[start]

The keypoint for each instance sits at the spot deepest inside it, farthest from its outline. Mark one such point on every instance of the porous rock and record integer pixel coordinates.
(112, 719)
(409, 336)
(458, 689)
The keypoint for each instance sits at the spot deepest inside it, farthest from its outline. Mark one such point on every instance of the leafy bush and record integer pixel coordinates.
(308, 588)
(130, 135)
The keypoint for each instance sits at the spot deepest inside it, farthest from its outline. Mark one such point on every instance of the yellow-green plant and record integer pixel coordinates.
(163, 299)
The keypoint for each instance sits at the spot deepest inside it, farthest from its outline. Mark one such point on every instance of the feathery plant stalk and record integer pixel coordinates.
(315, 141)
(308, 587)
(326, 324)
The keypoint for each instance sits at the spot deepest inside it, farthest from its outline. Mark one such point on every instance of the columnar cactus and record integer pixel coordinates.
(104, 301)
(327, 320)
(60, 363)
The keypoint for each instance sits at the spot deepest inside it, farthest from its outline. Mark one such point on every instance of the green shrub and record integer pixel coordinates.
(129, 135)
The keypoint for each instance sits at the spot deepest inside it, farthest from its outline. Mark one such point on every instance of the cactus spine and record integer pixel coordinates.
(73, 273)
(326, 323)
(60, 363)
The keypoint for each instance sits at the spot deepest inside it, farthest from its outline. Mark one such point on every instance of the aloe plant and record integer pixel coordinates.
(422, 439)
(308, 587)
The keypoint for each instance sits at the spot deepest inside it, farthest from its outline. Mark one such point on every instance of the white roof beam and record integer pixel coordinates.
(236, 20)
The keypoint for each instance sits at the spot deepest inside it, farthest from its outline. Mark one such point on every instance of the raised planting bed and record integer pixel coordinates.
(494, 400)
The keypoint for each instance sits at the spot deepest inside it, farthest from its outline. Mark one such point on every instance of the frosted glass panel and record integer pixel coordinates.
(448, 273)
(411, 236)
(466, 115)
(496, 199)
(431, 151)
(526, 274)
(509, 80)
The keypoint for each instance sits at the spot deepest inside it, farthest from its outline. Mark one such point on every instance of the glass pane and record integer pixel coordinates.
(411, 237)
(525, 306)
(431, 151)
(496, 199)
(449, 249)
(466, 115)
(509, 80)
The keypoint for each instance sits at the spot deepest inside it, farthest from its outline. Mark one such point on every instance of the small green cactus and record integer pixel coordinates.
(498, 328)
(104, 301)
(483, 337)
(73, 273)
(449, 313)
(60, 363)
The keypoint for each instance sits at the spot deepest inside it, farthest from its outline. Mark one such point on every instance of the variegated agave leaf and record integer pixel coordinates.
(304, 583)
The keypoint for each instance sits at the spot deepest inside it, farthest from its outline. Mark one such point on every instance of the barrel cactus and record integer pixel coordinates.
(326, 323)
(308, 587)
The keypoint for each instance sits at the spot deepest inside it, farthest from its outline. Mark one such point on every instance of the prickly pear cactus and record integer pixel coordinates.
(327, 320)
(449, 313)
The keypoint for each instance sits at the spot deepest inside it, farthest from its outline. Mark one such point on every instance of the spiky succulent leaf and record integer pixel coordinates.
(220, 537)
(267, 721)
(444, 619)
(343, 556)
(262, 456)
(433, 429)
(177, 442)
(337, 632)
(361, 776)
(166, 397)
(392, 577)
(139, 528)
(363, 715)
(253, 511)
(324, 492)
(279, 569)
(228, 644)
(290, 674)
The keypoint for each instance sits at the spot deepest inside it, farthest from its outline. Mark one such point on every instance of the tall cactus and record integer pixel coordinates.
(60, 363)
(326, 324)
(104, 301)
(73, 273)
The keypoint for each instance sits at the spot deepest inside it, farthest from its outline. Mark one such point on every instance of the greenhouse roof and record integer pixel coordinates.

[end]

▶ **Directions for this task**: Copy all the records above precisely.

▶ **Correct answer**:
The keypoint for each instance sits at the spot deepest inside it, farthest from its outline. Mark one such point on every instance of the porous rock and record integer pixel coordinates.
(112, 719)
(409, 336)
(458, 689)
The keypoint for each instance sits at the spot deepest inside it, farthest from its outline. Mark one such point on every instance of the leafy bush and record integer pixel coordinates.
(308, 588)
(130, 135)
The keypoint for each instance sits at the spot deepest inside it, farthest from its outline. Mark one such point on every instance of the yellow-green plant and record integer pixel coordinates.
(163, 299)
The keypoint for each instance sits at the spot deepest inside it, farthest from its outline. Mark one such point on every instance of the feathery plant stalk and record integer pixel coordinates.
(315, 141)
(308, 587)
(326, 324)
The keypoint for each instance sits at the spot deepest inside it, farthest from its outline. Mark one such point on every instance of the columnar cactus and record integer pixel coordinates.
(104, 301)
(327, 320)
(60, 363)
The keypoint for each instance sits at the spot deepest inside it, farthest from its outline. Mark one such point on every instance of the green shrub and record integer pixel coordinates.
(129, 135)
The keypoint for each instance sits at the spot deepest inside it, farthest from its outline. Mark one such point on every instance of the cactus spine and record integer pixel coordinates.
(73, 273)
(326, 323)
(60, 363)
The keypoint for each instance sits at the spot deepest inside it, farthest from its outline. Mark one such point on every instance of the aloe plant and record integer pixel coordinates.
(422, 439)
(308, 587)
The keypoint for each instance sits at the spot deepest inside it, farthest from its outline. Mark one such point on every instance of the white roof beam and record integer pixel coordinates.
(236, 20)
The keypoint for each instance sits at the spot deepest inside it, farthest from its outline. Mark one such point on every instance of the raised planting bed and record integer pixel coordinates.
(494, 400)
The keypoint for each instance sits at the spot deepest inside it, farthest from its outline. Mark one such point on every instance of the frosted glass panel and record integer pixel coordinates.
(448, 273)
(411, 236)
(466, 115)
(496, 199)
(431, 151)
(526, 274)
(509, 80)
The keypoint for each instance sits at the spot deepest inside it, farthest from its outline. Mark one such point on every instance of the glass pane and record integer pixel coordinates.
(411, 237)
(525, 306)
(431, 151)
(496, 199)
(449, 249)
(466, 115)
(509, 80)
The keypoint for each instance sits at the spot deepest inside it, farthest from its outline. Mark one such point on every instance of the small green cactus and record integer pixel coordinates.
(498, 328)
(104, 301)
(483, 337)
(73, 273)
(449, 313)
(60, 363)
The keypoint for each instance sits at the spot deepest inside it, farthest from its outline. Mark one such point on every instance of the variegated agave leaf and record integer pixel coordinates.
(304, 583)
The keypoint for each instance sits at the spot deepest inside it, farthest from its outline. Mark one such point on every instance of the barrel cactus and record integer pixel coordinates.
(326, 323)
(308, 587)
The keypoint for each instance sits at the spot deepest inside it, farthest from its outline. Mark one such point on every instance of the prickly pear cactus and record integer pixel coordinates.
(327, 320)
(449, 313)
The keypoint for each instance sits at the spot deepest inside it, farthest from its outline. Mark one such point on every instance of the spiky succulent leaf and record integer pixel coordinates.
(220, 537)
(267, 721)
(444, 619)
(343, 556)
(262, 456)
(433, 429)
(177, 442)
(337, 632)
(361, 776)
(166, 397)
(392, 577)
(139, 528)
(363, 715)
(253, 511)
(324, 492)
(279, 569)
(228, 644)
(290, 674)
The keypoint for each instance sits at the spot deepest inside it, farthest from its outline. Mark one such point on every instance of the tall cactus and record integer pixel coordinates.
(60, 363)
(326, 324)
(104, 301)
(73, 273)
The keypoint for each instance sits at the spot deepest inside it, farthest from its outline. Mark one such point on every instance of the greenhouse roof and record integer pixel coordinates.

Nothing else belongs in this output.